═════ Source data

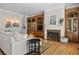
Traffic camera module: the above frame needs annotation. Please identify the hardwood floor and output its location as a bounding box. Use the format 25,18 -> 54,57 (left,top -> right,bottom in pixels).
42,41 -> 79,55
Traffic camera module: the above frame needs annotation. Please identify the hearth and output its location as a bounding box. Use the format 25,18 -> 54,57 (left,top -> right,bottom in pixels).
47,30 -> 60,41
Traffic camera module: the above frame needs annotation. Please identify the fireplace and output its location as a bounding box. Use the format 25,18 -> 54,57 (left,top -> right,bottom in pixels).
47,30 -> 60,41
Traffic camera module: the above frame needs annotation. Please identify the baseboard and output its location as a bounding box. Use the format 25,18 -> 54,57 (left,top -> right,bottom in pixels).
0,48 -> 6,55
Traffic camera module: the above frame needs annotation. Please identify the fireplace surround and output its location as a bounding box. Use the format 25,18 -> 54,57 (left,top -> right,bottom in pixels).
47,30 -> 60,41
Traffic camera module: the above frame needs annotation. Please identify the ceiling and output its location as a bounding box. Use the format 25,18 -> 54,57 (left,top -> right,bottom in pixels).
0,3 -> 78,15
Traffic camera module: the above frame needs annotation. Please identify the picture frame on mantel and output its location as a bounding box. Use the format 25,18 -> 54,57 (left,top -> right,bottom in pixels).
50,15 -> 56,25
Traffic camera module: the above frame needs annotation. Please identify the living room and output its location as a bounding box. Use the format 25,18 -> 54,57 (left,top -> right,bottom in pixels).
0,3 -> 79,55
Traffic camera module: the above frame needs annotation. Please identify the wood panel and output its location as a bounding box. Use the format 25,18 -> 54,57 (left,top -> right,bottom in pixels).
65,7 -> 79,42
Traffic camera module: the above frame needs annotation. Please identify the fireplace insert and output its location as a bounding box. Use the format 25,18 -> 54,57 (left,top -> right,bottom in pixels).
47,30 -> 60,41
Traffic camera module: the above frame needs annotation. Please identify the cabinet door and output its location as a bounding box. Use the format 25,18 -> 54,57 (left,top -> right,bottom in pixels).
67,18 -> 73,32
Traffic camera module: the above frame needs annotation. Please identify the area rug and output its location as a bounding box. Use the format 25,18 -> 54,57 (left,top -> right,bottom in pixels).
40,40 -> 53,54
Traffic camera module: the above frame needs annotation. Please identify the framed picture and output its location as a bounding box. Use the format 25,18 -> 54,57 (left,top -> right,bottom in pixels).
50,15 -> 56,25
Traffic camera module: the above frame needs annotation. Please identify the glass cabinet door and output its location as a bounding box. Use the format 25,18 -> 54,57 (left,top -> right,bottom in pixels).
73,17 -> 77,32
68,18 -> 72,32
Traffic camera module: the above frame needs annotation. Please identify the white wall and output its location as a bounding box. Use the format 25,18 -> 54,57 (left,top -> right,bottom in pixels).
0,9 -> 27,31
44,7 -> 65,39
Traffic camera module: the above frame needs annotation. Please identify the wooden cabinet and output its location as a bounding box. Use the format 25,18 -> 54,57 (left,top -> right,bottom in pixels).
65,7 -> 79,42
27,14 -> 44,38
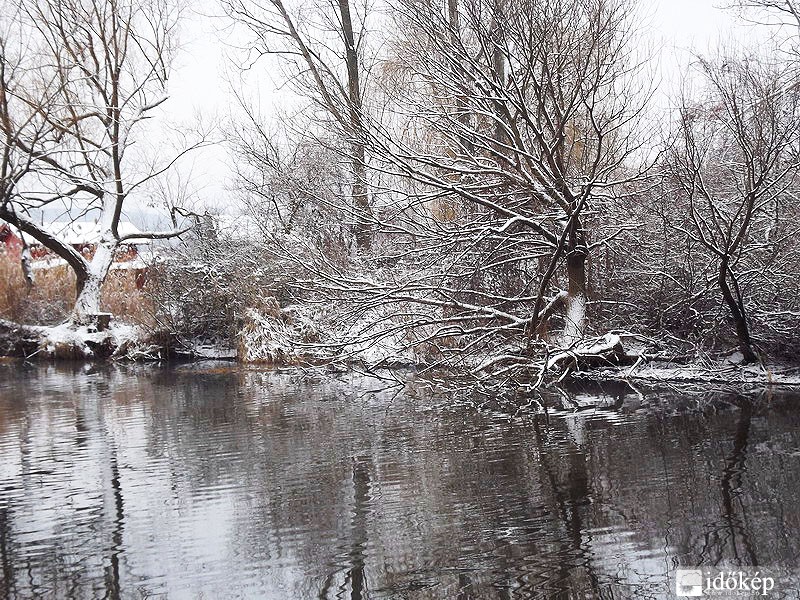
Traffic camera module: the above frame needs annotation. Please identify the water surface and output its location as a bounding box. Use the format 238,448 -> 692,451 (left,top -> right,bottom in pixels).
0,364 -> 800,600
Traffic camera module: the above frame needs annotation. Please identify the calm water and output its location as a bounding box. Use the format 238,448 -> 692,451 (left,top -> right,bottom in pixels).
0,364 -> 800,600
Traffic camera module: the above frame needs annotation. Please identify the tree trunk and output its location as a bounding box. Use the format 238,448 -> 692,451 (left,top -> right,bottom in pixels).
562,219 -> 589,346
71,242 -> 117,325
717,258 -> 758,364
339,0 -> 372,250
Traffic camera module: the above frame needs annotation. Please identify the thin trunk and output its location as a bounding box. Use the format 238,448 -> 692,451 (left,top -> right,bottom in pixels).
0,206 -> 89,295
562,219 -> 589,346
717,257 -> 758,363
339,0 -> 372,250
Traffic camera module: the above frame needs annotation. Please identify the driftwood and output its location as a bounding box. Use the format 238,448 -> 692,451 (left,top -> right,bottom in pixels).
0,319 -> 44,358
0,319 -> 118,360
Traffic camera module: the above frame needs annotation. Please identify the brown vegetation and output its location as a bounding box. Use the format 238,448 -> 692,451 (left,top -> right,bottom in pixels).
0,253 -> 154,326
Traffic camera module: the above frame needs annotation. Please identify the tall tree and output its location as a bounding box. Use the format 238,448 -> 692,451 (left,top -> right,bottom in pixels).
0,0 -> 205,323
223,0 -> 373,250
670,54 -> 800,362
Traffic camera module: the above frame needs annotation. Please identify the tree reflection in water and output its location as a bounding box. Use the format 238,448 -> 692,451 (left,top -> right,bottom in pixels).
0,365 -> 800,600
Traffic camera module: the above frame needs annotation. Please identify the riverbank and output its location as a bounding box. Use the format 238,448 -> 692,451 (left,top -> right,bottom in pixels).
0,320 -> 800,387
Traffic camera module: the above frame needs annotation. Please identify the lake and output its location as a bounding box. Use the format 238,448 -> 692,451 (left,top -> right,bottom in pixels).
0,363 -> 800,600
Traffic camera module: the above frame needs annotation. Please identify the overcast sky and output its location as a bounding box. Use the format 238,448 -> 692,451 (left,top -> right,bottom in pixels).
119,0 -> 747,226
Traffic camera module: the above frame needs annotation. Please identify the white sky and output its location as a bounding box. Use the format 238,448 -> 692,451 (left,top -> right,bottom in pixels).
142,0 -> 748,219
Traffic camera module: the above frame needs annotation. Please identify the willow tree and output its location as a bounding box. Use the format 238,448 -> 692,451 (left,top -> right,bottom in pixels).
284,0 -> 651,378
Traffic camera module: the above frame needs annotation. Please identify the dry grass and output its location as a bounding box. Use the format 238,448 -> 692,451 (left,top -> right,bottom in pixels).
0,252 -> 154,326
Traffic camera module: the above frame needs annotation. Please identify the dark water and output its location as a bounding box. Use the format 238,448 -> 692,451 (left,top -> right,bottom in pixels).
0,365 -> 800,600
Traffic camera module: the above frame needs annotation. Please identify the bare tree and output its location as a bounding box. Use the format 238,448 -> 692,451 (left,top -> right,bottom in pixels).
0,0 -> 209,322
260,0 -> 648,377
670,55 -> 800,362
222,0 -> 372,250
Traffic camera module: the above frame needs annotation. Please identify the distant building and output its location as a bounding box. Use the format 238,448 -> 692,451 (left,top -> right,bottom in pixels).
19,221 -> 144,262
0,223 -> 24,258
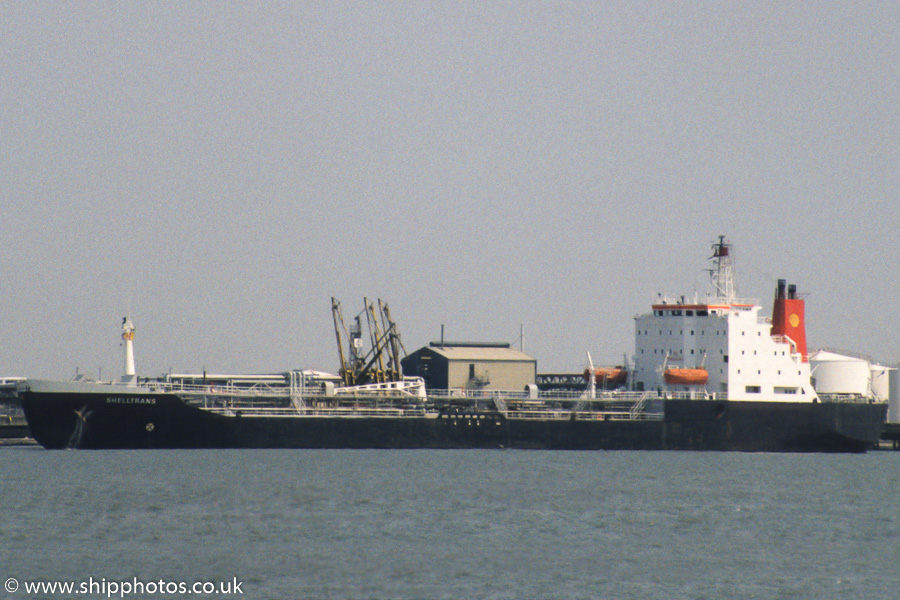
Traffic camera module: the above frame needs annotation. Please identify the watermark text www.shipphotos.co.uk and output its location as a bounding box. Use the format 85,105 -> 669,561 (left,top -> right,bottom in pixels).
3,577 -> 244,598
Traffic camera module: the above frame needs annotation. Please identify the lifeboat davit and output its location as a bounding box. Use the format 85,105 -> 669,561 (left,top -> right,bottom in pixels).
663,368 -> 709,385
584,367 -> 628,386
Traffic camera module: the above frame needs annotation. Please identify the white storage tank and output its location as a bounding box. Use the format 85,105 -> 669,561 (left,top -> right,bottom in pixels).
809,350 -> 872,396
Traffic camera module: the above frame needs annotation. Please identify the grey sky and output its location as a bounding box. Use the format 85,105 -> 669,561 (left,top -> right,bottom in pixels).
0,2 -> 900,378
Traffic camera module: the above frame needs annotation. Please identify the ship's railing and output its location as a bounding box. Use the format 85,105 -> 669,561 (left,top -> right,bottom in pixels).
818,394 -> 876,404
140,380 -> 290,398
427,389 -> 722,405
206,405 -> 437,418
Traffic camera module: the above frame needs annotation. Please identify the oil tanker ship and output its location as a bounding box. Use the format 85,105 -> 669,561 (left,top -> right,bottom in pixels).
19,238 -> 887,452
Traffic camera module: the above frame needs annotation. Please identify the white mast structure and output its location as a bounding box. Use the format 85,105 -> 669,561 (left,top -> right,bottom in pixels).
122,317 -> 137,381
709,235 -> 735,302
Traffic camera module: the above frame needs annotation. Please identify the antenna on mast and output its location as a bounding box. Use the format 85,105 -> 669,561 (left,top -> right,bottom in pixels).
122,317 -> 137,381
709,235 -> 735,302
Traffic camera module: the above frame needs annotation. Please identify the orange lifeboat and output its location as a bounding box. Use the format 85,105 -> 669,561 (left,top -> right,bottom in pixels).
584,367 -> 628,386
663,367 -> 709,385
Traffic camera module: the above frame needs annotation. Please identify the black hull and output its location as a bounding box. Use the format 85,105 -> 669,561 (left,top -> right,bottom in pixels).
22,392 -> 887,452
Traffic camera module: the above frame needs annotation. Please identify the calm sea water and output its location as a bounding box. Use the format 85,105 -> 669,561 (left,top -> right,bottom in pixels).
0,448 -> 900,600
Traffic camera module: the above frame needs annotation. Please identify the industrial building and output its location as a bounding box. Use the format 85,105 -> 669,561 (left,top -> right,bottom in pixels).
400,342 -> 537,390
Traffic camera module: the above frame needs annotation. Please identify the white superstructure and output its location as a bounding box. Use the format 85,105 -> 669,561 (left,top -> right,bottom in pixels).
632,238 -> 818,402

══════════

Description of the task
Copy out everything from the line containing "identify the dry" down to the line containing "222,0 -> 372,250", in full. Raise every bounding box coordinate in the answers by 113, and leave all other numbers unchanged.

Output for this task
Traffic camera module: the above frame needs annotation. Please identify the dry grass and output its location as a bounding box. Use the format 238,448 -> 692,451 (left,top -> right,bottom in pixels).
113,365 -> 267,439
Traffic camera module: the above frame needs annotation. Please identify the dark water and output its location as a bounding box. Use the format 238,448 -> 692,451 (left,top -> right,bottom in pixels).
113,478 -> 913,713
Traffic camera module: the above frame needs annotation. Please identify the bare tree and output its location as a bounding box. Use the format 238,448 -> 692,451 (left,top -> right,bottom in pixels).
113,113 -> 322,435
373,113 -> 761,490
783,168 -> 913,475
335,113 -> 485,363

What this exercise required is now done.